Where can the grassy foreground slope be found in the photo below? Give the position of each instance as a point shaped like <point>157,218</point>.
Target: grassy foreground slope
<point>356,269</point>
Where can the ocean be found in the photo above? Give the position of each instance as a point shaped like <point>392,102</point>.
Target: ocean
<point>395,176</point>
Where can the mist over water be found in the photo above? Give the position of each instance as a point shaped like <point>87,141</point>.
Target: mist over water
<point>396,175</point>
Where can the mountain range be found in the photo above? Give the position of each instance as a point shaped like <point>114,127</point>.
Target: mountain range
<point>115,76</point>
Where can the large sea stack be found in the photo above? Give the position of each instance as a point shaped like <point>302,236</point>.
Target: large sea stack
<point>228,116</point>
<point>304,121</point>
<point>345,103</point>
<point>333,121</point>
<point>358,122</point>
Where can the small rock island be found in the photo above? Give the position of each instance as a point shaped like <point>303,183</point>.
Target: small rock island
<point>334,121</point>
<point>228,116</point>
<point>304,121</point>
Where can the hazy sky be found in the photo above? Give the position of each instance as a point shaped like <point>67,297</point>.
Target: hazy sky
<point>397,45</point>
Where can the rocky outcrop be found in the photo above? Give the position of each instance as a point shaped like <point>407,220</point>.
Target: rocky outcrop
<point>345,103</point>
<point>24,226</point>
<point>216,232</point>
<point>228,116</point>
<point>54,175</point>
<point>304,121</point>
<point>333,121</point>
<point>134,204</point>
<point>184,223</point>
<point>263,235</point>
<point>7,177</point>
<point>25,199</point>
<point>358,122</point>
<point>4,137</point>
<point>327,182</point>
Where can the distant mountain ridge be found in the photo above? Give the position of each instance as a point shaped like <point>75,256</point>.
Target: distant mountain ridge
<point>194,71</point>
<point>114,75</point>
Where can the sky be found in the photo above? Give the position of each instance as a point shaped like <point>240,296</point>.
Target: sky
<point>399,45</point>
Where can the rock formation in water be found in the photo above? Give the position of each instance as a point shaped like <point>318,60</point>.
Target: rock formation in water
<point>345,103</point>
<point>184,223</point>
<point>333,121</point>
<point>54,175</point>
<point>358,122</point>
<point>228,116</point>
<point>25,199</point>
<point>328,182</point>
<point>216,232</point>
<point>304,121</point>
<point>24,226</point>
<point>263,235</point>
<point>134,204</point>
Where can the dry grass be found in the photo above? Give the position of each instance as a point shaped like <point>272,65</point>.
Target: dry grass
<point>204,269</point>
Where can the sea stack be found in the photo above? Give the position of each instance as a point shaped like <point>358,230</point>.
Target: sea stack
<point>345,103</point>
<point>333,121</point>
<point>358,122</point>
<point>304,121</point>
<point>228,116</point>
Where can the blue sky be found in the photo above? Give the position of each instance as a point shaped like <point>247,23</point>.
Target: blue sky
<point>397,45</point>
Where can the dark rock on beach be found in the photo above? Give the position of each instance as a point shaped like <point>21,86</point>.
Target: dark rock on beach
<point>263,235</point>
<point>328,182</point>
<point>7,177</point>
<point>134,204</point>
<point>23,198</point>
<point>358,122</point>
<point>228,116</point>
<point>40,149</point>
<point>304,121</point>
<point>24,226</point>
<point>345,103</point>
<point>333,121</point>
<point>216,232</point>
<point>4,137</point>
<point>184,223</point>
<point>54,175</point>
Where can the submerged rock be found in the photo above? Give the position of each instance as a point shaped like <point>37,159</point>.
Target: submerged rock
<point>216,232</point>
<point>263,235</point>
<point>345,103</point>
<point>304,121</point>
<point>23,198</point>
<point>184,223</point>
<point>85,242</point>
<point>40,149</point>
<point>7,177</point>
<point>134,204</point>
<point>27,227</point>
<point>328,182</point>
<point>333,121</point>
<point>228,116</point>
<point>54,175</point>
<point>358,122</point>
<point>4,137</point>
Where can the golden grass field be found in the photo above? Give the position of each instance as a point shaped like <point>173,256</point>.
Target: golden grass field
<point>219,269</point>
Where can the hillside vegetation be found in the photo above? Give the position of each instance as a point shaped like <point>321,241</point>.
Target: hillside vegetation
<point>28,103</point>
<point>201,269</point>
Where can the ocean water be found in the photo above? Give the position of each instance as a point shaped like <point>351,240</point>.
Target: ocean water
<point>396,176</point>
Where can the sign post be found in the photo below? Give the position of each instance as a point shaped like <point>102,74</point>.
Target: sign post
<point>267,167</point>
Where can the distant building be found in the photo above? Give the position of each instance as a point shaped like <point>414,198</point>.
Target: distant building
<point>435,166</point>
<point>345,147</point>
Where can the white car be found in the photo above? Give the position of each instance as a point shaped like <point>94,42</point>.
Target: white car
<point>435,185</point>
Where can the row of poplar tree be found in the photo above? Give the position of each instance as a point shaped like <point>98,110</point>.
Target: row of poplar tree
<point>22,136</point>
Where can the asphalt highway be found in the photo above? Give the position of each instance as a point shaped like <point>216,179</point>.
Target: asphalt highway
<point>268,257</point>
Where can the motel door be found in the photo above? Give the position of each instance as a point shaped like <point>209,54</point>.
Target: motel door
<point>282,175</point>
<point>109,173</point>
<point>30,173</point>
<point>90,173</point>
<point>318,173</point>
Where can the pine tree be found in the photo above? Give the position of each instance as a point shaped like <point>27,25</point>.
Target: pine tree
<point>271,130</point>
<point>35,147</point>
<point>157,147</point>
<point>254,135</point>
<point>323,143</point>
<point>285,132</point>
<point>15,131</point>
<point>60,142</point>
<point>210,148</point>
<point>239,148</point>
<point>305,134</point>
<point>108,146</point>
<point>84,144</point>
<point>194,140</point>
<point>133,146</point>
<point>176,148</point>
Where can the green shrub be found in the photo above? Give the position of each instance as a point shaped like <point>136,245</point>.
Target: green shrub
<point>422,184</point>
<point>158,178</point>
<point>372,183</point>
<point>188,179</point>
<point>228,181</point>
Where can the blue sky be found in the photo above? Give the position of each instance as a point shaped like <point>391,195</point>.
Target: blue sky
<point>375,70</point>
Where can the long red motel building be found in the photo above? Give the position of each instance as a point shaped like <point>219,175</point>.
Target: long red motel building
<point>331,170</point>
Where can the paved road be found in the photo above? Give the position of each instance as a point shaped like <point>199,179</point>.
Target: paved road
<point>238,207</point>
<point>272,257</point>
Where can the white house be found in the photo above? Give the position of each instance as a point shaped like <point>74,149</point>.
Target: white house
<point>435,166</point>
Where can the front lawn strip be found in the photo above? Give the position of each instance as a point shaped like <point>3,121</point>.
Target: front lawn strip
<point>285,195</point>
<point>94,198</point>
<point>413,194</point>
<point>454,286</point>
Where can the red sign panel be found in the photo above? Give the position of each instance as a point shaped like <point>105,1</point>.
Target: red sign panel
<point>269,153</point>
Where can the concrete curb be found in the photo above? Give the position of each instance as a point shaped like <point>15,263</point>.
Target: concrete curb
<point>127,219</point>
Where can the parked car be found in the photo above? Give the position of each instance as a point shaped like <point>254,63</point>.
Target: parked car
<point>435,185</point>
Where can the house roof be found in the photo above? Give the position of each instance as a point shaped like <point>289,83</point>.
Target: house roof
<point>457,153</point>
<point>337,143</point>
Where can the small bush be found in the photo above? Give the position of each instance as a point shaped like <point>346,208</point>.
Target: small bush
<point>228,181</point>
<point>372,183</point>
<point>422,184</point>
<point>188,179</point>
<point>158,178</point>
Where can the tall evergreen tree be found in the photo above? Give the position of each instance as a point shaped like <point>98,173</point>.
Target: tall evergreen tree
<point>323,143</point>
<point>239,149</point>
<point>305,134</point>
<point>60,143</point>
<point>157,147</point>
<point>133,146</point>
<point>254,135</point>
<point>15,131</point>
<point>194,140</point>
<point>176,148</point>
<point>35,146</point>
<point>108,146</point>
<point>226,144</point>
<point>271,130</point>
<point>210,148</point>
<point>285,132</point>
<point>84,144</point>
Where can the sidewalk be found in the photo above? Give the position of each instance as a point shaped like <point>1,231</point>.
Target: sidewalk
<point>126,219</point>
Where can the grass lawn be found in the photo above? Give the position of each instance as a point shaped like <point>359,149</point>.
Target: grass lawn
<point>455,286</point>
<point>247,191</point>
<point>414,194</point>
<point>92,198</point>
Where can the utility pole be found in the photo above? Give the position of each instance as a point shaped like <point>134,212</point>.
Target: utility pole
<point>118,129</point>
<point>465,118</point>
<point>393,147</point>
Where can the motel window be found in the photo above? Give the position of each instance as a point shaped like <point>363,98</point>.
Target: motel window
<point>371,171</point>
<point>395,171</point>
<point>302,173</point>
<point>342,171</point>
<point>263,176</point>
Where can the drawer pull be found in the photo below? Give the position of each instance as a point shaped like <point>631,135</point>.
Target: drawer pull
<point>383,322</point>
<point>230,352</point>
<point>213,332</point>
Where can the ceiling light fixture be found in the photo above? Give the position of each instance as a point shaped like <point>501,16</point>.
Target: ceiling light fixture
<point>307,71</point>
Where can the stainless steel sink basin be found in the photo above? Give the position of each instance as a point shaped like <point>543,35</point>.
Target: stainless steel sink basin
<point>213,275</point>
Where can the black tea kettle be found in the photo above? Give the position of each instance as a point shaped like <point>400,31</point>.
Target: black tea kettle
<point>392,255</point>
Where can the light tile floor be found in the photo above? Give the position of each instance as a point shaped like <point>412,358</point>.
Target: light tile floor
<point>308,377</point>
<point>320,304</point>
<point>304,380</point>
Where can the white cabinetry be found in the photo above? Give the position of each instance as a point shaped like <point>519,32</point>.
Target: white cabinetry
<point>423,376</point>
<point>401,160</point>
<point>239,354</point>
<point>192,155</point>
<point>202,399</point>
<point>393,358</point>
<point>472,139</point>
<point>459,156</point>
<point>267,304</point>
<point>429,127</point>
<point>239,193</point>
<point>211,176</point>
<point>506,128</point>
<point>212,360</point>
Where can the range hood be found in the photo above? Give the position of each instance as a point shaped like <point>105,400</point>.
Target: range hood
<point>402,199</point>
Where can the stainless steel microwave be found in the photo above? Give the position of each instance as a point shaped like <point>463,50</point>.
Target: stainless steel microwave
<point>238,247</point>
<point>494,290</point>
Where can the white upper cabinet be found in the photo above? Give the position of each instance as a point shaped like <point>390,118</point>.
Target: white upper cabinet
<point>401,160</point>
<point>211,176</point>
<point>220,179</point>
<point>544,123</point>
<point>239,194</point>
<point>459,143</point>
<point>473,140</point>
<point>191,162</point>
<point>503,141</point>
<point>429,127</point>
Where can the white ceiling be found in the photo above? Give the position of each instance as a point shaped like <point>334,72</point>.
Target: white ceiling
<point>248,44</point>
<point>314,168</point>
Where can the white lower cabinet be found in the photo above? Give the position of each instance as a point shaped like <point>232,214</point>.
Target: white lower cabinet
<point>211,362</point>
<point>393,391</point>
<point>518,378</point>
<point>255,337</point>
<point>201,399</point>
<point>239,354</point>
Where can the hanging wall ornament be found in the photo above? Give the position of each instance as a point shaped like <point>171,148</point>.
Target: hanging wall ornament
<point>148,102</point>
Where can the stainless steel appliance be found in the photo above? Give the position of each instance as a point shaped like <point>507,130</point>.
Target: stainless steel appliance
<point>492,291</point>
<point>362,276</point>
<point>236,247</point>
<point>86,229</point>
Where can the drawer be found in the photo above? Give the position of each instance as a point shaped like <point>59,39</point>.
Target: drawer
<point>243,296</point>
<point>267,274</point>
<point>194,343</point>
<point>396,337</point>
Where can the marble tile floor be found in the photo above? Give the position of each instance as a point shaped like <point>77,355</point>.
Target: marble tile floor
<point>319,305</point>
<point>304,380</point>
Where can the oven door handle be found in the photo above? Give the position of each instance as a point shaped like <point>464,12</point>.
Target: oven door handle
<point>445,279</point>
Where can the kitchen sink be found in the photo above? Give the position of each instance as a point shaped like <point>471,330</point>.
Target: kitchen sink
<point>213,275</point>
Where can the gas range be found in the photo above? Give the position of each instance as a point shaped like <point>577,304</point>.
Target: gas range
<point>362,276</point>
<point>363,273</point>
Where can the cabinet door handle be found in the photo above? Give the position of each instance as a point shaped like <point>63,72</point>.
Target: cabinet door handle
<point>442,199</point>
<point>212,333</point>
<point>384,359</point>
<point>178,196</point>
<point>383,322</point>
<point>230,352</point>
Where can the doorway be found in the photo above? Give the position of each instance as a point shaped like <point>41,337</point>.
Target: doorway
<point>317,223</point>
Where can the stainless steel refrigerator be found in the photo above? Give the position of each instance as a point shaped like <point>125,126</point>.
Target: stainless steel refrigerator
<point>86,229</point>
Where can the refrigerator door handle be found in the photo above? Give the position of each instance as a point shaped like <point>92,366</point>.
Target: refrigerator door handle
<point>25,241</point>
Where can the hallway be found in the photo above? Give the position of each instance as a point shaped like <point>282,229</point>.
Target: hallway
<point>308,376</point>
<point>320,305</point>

■ ■ ■ ■ ■ ■ ■

Exercise prompt →
A single number is needed: how many lines of the material contain the word "below".

The completed task →
3